[Task statement]
List each author whose article appears in the research paper series announcement below, with the paper number given in parentheses after that article's title.

[Passage shown]
——

Cambridge Faculty of Law Legal Studies Research Paper SeriesThe Faculty has published Volume 9 Number 10 of the University of Cambridge Faculty of Law Legal Studies Research Paper Series on SSRN.

This issue includes the following articles:

Paul Daly: La bonne foi et la common law : L’arrêt Bhasin c. Hrynew (Good Faith and the Common Law: The Supreme Court of Canada's Decision in Bhasin v Hrynew) (39/2018)

In this comment, I place the Supreme Court of Canada's 2014 decision in Bhasin v Hrynew on good faith in contract law in the broad context of common law thinking on the role of the courts.

Properly understood, Bhasin does not represent a radical break with the past. Rather, it represents a principled development of the common law, in an incremental fashion.

Indeed, it would be more accurate to see Bhasin as developing a negative obligation not to act in bad faith rather than a positive obligation to act in good faith. The reluctance in Bhasin to impose positive obligations is entirely consistent with the long-standing reluctance of common-law courts to require individuals to act in a particular way.

Accordingly, it would be quite wrong to see in Bhasin a drift towards civilian modes of thinking about contractual obligations -- the law of Quebec is relied upon only to support the conclusion that the proposed development of the law would not upset the settled understandings of parties to commercial relationships. Instead, Bhasin should be seen for what it is: a masterpiece of principled, incrementalist common-law reasoning which seeks to avoid radical change in the law.

Neil H. Andrews: Mediation: International Experience and Global Trends (42/2018)

Mediation involves neutral third party intervention to facilitate settlement of disputes (Section II). It is on the rise (Section IV), partly because it is encouraged by Government in various ways (Section V) and by the European Union (Section VI). Detailed global investigation of mediation (see notes 1 and 2, and Sections VII and VIII) reveals general support for the “voluntary principle” (Section IV), namely, (1) parties should not be compelled to mediate; (2) at all times the process should be under their joint consensual control; and (3) the parties must be completely free to agree whether to settle and on what terms. Including endorsement of the voluntary principle, the author proposes six fundamental principles within this field(Section III).

Rumiana Yotova: Compliance with Domestic Law: An Implied Condition in Treaties Conferring Rights and Protections on Foreign Nationals and Their Property? (43/2018)

——

[Dataset entries]
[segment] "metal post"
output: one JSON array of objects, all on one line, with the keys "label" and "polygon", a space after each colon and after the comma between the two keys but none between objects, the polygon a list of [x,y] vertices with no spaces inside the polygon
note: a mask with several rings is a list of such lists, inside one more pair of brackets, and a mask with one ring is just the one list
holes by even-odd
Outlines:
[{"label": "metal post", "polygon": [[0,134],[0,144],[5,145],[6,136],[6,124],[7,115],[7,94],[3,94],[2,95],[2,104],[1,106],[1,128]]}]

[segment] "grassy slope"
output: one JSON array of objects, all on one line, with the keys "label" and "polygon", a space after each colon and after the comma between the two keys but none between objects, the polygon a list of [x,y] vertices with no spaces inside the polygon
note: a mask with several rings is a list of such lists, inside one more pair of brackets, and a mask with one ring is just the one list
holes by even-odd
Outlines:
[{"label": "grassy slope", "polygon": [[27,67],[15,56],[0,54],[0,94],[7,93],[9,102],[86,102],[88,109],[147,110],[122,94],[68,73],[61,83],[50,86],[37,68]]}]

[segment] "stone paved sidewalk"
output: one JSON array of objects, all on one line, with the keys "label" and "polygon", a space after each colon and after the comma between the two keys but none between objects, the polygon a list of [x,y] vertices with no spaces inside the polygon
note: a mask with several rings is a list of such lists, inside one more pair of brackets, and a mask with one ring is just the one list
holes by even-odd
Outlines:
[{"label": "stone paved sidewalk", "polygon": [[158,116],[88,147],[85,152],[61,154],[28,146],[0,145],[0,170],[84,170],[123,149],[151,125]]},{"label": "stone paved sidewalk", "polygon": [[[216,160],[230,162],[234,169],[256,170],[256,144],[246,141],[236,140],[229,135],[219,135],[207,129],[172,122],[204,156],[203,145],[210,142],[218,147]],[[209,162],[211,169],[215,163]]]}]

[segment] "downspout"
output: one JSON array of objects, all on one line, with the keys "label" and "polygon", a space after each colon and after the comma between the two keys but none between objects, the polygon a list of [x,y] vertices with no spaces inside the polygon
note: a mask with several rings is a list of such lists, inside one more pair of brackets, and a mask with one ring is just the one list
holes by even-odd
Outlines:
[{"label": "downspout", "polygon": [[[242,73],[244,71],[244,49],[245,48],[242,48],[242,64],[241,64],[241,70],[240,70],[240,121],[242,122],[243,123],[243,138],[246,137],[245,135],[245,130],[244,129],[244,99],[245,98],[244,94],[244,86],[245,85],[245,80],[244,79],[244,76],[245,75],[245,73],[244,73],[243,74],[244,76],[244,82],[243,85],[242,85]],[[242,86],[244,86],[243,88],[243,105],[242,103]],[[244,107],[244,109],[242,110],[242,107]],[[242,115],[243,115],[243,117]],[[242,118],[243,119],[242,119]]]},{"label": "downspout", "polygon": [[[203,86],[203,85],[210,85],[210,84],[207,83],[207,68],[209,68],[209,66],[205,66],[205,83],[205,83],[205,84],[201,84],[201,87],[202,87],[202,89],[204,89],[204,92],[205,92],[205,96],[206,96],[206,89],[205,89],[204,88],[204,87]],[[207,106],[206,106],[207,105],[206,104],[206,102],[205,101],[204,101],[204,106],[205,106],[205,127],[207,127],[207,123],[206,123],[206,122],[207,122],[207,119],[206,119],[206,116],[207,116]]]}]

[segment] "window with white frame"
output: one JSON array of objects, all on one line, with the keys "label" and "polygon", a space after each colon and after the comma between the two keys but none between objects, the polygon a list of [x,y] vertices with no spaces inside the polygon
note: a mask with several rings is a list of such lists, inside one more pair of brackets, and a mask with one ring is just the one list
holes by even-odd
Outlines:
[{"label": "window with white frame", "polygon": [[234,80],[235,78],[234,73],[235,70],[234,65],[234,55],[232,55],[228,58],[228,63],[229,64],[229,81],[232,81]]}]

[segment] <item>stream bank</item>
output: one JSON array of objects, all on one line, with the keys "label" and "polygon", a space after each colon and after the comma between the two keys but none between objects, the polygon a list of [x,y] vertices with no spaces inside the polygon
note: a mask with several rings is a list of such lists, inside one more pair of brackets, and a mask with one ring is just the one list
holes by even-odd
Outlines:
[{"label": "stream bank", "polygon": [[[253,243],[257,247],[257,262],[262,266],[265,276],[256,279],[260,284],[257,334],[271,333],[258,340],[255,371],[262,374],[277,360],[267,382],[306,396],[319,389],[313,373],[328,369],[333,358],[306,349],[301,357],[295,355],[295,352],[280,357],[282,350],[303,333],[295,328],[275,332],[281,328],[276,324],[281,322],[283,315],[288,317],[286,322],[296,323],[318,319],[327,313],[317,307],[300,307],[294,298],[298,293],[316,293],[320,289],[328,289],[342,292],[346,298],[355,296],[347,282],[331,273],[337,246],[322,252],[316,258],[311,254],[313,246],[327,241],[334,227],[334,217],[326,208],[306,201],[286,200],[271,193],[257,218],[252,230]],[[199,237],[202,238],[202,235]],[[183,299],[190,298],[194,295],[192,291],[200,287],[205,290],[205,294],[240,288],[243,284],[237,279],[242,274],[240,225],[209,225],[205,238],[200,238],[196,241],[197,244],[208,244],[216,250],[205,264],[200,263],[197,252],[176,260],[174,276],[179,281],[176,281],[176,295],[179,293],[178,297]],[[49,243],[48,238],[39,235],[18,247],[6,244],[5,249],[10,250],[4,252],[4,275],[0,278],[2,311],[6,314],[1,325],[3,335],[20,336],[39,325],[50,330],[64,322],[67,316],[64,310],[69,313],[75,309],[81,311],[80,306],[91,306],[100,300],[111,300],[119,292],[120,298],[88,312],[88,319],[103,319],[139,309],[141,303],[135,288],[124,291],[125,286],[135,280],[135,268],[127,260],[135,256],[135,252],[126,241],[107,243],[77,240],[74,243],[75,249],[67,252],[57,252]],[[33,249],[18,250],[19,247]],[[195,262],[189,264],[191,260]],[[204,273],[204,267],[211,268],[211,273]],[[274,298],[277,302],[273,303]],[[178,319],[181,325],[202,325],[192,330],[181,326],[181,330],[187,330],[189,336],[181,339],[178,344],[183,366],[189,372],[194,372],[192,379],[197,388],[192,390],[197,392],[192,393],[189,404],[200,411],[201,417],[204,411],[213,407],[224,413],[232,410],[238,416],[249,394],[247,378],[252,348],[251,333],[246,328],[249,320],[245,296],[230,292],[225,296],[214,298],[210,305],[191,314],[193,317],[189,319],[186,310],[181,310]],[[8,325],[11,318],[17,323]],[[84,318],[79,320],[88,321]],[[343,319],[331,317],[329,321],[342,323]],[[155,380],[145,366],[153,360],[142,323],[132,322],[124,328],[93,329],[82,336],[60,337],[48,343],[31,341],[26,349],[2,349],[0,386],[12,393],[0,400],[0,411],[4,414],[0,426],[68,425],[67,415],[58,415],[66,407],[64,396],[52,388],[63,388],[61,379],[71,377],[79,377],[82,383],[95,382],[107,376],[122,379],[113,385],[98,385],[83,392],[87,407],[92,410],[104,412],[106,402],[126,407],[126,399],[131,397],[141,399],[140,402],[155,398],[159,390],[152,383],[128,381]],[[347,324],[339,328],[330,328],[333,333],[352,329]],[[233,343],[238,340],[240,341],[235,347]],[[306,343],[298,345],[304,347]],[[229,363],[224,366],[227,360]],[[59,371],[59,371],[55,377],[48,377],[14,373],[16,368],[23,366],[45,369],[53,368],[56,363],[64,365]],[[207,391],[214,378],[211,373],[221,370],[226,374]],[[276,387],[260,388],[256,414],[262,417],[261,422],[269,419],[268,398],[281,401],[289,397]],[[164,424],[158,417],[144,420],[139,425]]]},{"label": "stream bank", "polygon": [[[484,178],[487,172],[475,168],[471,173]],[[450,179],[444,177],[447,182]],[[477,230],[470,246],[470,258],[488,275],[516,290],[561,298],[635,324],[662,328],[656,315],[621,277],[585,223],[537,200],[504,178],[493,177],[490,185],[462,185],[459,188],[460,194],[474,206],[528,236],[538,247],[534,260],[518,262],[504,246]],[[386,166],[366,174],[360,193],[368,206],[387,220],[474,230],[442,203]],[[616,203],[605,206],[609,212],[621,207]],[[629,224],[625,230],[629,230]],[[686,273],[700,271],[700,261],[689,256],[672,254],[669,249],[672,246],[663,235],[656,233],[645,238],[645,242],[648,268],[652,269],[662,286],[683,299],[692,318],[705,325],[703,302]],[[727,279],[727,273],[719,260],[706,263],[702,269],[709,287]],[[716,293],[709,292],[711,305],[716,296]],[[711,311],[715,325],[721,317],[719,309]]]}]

——

[Written answer]
Paul Daly (39/2018)
Neil H. Andrews (42/2018)
Rumiana Yotova (43/2018)